** start of Recorded information **

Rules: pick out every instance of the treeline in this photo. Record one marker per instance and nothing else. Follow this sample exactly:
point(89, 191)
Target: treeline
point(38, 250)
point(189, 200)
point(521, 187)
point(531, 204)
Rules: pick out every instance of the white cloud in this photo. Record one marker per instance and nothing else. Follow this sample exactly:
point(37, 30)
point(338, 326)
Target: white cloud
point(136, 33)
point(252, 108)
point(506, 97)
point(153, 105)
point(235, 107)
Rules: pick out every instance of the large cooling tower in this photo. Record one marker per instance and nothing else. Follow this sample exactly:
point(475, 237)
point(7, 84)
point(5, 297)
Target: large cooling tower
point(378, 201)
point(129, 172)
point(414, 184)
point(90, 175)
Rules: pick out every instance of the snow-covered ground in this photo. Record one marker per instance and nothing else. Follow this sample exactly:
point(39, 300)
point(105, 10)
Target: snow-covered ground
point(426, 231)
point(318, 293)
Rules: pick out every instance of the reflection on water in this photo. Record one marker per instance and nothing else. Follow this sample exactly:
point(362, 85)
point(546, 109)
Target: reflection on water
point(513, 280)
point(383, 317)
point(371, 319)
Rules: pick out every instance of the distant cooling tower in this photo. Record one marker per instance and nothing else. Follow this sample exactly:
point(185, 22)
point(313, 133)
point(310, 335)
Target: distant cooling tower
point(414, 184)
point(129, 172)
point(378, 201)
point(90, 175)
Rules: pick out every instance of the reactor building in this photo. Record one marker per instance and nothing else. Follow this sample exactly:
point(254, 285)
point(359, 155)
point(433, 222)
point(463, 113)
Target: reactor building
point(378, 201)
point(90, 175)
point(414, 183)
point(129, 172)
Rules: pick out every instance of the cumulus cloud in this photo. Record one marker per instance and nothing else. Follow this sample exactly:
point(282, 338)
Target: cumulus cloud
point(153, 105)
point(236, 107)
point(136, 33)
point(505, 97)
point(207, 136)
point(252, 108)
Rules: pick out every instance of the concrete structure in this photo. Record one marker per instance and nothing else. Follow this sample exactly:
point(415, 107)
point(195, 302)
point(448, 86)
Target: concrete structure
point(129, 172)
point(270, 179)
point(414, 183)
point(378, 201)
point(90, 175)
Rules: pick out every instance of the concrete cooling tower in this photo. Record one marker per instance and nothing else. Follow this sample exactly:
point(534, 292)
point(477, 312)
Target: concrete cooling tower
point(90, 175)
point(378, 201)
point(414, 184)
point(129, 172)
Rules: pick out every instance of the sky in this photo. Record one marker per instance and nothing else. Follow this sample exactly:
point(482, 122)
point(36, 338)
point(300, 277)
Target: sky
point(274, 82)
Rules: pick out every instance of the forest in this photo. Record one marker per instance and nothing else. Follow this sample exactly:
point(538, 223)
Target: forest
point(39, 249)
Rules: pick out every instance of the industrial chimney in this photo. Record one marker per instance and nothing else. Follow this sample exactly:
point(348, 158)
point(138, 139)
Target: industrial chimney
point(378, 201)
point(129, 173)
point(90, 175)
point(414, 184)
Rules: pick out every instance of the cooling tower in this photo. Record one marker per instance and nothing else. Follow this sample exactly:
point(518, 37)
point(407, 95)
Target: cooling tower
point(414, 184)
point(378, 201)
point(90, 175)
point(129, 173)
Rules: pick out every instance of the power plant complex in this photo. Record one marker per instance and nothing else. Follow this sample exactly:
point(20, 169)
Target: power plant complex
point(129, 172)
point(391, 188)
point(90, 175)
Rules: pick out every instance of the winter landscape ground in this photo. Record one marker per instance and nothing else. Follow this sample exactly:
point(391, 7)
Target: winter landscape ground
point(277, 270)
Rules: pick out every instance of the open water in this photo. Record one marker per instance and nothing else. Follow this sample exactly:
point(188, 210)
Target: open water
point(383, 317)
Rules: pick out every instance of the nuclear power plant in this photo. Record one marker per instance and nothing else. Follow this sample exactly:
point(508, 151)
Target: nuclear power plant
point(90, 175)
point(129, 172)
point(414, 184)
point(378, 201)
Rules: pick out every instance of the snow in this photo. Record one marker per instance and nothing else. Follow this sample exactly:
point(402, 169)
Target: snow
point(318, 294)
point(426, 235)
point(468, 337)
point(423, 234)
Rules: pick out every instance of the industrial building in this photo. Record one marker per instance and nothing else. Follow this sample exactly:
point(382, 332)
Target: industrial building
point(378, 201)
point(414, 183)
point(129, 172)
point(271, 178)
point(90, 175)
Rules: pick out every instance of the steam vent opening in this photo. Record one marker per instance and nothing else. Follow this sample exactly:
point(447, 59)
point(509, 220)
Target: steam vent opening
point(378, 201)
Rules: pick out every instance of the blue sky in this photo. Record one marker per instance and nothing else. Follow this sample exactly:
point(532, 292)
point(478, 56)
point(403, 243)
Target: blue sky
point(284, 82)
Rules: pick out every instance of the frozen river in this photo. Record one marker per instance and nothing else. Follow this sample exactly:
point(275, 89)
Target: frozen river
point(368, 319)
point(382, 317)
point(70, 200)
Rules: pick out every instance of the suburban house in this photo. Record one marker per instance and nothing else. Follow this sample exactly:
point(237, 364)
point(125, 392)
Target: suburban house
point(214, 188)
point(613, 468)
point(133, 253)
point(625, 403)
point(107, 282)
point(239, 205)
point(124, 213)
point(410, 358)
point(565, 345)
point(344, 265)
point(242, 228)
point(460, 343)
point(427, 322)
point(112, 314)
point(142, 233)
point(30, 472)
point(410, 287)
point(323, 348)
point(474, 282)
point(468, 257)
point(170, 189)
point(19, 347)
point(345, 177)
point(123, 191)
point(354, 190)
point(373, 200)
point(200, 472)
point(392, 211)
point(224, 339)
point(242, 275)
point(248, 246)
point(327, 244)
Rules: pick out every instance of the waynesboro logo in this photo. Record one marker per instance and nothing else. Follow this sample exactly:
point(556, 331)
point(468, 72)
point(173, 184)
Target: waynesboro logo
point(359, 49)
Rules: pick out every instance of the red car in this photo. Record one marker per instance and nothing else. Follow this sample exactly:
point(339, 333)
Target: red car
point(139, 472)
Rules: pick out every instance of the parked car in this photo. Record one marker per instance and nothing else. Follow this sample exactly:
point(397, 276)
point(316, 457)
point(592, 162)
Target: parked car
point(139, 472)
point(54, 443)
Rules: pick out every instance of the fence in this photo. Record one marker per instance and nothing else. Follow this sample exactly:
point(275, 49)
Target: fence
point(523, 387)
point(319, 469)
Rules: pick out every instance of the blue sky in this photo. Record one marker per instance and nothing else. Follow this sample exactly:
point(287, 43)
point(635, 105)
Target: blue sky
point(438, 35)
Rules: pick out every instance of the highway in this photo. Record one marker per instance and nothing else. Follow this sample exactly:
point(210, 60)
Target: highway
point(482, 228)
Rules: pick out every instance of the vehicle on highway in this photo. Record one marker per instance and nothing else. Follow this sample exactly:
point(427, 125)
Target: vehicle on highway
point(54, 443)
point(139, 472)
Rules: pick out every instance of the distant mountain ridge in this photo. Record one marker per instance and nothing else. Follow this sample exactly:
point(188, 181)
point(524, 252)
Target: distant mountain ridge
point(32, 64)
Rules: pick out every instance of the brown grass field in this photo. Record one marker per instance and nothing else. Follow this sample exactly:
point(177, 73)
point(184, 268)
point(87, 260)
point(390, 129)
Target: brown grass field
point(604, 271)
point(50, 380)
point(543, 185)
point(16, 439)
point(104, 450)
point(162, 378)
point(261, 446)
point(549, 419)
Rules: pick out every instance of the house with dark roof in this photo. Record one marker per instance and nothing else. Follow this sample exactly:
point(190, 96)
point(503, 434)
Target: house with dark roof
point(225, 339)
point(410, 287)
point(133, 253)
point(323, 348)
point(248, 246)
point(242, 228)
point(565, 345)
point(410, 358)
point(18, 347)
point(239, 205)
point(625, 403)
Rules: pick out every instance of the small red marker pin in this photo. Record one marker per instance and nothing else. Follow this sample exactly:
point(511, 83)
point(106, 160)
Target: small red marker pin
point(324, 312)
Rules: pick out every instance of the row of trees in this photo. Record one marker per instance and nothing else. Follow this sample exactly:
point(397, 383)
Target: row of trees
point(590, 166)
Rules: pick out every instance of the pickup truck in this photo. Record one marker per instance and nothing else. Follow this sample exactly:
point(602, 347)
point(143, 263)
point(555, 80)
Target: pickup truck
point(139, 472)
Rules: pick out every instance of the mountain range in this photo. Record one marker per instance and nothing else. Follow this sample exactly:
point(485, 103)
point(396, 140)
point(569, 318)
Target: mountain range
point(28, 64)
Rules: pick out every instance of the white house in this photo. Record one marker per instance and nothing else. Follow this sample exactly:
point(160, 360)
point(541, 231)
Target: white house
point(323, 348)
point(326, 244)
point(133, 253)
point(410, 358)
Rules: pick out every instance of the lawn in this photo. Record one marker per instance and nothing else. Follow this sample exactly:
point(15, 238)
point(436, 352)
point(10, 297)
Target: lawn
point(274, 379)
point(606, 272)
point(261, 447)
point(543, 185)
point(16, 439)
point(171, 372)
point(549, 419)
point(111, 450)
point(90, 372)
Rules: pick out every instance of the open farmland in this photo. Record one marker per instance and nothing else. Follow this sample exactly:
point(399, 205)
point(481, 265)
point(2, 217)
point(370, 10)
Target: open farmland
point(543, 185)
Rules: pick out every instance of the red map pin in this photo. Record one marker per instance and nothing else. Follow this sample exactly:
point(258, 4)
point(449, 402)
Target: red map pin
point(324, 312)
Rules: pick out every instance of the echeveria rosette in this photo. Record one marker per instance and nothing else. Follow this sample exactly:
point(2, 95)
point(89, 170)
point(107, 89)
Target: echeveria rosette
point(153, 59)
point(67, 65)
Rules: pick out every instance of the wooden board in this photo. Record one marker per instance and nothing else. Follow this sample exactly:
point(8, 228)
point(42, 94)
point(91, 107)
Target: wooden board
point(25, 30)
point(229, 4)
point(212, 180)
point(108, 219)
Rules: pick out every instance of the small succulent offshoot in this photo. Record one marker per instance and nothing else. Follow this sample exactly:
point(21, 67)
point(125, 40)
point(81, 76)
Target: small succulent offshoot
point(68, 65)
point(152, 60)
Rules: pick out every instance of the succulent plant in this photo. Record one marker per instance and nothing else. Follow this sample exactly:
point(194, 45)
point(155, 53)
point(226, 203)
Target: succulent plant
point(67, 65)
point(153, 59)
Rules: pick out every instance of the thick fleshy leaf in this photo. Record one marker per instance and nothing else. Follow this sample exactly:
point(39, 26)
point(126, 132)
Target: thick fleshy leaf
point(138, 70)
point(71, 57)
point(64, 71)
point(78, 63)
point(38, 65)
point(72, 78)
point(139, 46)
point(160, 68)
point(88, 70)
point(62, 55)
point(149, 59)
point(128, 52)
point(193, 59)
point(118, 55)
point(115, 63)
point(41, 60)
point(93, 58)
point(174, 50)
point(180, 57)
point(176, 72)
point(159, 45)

** end of Recorded information **

Please quote the lines of the items above word for word, from the first line through the line containing "point(235, 107)", inclusive.

**Full response**
Rules: pick out every instance of the treeline in this photo. Record one marker per instance and nothing else. Follow this sample exactly:
point(89, 191)
Target: treeline
point(38, 250)
point(189, 200)
point(521, 187)
point(531, 204)
Rules: pick out every instance of the white cloud in this photo. Record one marker per instance and nothing else. Follow this sample exactly:
point(37, 30)
point(338, 326)
Target: white cloud
point(136, 33)
point(252, 108)
point(506, 97)
point(153, 105)
point(235, 107)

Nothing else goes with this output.